Page text ->
┌──

Summer Travels: Day 1 of my time in Jerusalem

An+inside+view+of+the+Dome+of+the+Rock.+The+walls+are+covered+with+intricate+geometric+designs+and+Arabic+calligraphy.+

An inside view of the Dome of the Rock. The walls are covered with intricate geometric designs and Arabic calligraphy.

Uzma Rentia, Editor-in-Chief

Ask the average Jefferson student where their summer plans are taking them and they’ll often reply with ideal vacation spots: India, a tour of a European nation, maybe a cruise. My family, however, has decided to break tradition and go on a part educational-part religious trip to Jerusalem. While I was initially excited and worried for the trip, what with the heat and living accommodations, it has so far been exceeding expectations and shaping up to be one of the most memorable vacations I have ever taken.

Through this three day blog I will be sharing the details of my travels and explanations of the sites I have visited. It is important to remember that I am not attempting advertise my religion and that this blog will remain devoid of any political remarks.

└──

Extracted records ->
┌──

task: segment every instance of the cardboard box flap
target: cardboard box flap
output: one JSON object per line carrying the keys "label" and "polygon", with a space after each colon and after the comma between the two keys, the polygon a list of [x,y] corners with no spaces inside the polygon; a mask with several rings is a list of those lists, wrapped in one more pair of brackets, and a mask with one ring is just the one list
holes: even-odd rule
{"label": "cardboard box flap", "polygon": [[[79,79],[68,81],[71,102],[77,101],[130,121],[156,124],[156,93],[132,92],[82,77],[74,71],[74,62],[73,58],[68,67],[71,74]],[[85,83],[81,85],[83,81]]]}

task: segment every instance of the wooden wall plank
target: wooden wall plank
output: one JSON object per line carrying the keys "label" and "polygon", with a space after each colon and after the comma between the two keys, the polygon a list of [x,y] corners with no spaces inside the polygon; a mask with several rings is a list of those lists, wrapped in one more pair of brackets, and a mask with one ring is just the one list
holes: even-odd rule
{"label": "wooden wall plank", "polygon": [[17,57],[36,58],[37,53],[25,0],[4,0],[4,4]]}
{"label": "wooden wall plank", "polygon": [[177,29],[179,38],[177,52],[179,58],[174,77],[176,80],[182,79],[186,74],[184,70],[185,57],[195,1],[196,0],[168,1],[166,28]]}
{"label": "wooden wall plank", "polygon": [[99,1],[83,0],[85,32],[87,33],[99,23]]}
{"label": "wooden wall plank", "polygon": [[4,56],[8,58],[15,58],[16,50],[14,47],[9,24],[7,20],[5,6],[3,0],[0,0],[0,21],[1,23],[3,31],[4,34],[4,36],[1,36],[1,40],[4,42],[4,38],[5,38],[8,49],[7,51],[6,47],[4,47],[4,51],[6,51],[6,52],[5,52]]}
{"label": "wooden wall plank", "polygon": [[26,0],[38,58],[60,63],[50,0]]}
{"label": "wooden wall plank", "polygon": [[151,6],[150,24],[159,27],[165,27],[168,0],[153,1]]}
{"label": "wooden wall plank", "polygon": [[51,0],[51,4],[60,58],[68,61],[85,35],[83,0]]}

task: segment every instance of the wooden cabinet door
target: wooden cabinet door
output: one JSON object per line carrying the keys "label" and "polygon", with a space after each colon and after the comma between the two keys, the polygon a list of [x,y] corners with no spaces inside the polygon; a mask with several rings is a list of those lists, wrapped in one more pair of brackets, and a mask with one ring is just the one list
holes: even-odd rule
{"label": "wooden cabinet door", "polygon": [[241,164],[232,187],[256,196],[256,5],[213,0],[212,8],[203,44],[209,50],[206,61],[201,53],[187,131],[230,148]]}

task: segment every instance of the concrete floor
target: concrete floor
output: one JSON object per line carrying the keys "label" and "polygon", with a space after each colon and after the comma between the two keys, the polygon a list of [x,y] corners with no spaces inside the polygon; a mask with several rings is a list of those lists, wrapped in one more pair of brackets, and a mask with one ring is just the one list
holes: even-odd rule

└──

Request 1 -> Copy the stretch of the Jerusalem travel blog from "Ask the average" through "any political remarks.".
Request 2 -> In the Jerusalem travel blog, what kind of trip did the writer's family decide to take?
Request 3 -> Go on with the Jerusalem travel blog, picking up after its final sentence.
These records have no connection to the Jerusalem travel blog.

Task answer 1 ->
Ask the average Jefferson student where their summer plans are taking them and they’ll often reply with ideal vacation spots: India, a tour of a European nation, maybe a cruise. My family, however, has decided to break tradition and go on a part educational-part religious trip to Jerusalem. While I was initially excited and worried for the trip, what with the heat and living accommodations, it has so far been exceeding expectations and shaping up to be one of the most memorable vacations I have ever taken.

Through this three day blog I will be sharing the details of my travels and explanations of the sites I have visited. It is important to remember that I am not attempting advertise my religion and that this blog will remain devoid of any political remarks.

Task answer 2 -> A part educational, part religious trip to Jerusalem.

Task answer 3 ->
After a seven hour and 28 minute flight to London, followed by a four hour flight to Israel, we finally landed in Tel Aviv. From there it was a one hour long bus ride to our hotel, The Golden Walls Hotel, in Jerusalem. Don’t let the ramshackle appearance of the outer building fool you, The Golden Walls shattered my expectations of a delapitating building with moldy walls. While it lacked the modern edge of a Marriott, it had an old-timey elegant feel to it, an aspect bolstered by the golden chandeliers hanging from the lobby. An added bonus: our hotel window overlooked the Western Wall. The moral? Places are often not as behind the times as we expect them to be.

While my sisters and I were ready to call it a day, my parents had other plans. And so, we headed out to pray in Al-Aqsa Mosque, the third holiest site in Islam and the foremost reason for our journey. Al-Aqsa was once used to refer to the site in general, but now is commonly used to refer to the mosque itself. The wider compound is known al-Haram ash-Sharif (“the Noble Sanctuary”) and houses three well-known structures: al-Aqsa Mosque, the Dome of the Rock, Dome of the Chain, as well as several minarets. Eleven Herodian gates and their corresponding paths can be used to gain entrance. All are lines with shops, homes and the city’s abundance of stray cats.

Once in the compound we split; my father went to the actual Al-Aqsa Mosque – reserved for men during this time of the day – and the rest of my family went to the Dome of the Rock – reserved for women. The structure is recognizable even from afar due to the dome’s gold covering – 80 kilograms of it. The site is recognized by all three Abrahamic faiths as the place of Abraham’s attempted sacrifice of his son. Christianity and Judaism believe it to be Isaac while Islam believes it is Ishmael. Muslims also believe that it the place where the prophet Muhammad ascended to heaven. Unfortunately, the site was packed when we arrived and we were forced outside, where to sun was considerably less hospitable than the locals.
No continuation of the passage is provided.